**TASK OBJECTIVE**
Find every line in the records below that contains the string "road" and copy each one. Case counts, so match only that exact capitalization.

* Begin *

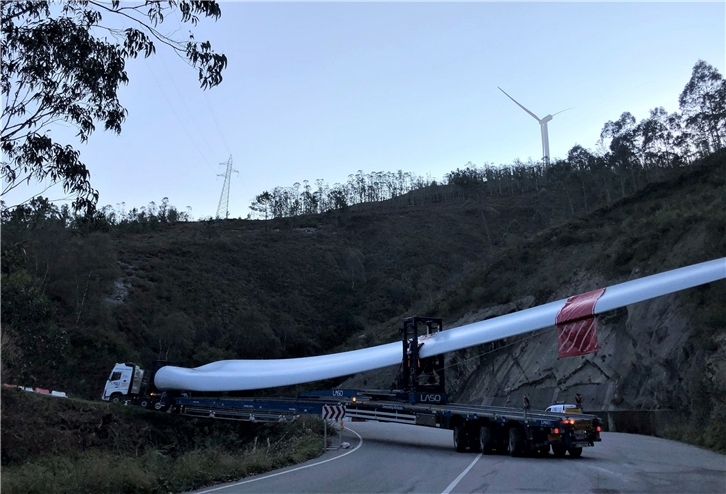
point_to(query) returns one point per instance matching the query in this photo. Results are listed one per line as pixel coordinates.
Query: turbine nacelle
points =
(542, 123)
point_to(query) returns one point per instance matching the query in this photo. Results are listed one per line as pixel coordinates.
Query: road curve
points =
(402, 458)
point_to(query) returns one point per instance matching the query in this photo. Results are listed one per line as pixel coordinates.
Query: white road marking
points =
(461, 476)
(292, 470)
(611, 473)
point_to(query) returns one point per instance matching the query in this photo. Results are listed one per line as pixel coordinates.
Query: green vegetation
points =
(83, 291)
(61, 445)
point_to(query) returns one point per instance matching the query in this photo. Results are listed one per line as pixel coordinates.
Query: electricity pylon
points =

* End *

**COMPLETED EXERCISE**
Query: road curve
Query: white road marking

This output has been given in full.